### Stated goal
Pick out every line in the rows below that contains the word "suit", and copy each one.

[Data items]
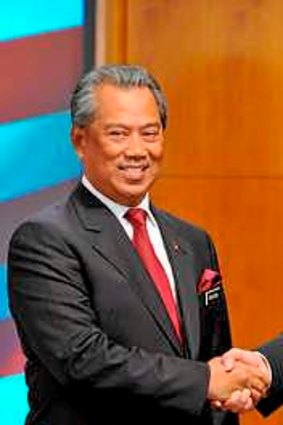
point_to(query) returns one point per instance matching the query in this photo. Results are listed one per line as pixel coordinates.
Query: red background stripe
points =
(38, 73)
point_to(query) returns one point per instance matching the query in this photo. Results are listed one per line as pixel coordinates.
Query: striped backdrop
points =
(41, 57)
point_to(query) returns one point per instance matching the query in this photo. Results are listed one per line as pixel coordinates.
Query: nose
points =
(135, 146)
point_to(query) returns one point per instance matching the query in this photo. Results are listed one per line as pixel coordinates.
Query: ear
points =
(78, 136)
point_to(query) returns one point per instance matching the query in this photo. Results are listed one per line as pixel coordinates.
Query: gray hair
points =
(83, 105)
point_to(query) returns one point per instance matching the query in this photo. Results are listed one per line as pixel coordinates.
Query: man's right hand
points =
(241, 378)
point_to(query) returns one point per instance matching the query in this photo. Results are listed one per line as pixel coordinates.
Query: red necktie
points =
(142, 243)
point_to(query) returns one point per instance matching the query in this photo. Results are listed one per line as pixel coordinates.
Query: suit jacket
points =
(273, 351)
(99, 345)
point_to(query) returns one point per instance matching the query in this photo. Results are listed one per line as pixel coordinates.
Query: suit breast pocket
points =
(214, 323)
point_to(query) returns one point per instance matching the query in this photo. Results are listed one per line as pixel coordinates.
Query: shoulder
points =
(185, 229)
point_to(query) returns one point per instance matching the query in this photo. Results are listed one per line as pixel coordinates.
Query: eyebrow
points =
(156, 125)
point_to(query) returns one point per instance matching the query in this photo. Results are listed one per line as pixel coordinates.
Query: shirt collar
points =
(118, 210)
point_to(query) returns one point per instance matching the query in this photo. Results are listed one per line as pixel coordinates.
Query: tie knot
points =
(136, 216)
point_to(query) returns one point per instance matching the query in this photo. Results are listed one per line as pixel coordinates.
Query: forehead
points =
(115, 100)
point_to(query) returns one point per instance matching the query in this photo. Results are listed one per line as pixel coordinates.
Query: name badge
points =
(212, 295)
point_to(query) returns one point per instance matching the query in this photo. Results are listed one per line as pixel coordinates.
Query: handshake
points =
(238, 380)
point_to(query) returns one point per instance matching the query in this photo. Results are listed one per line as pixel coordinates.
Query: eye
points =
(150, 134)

### Solution to the exercise
Query: suit jacket
Query: suit breast pocket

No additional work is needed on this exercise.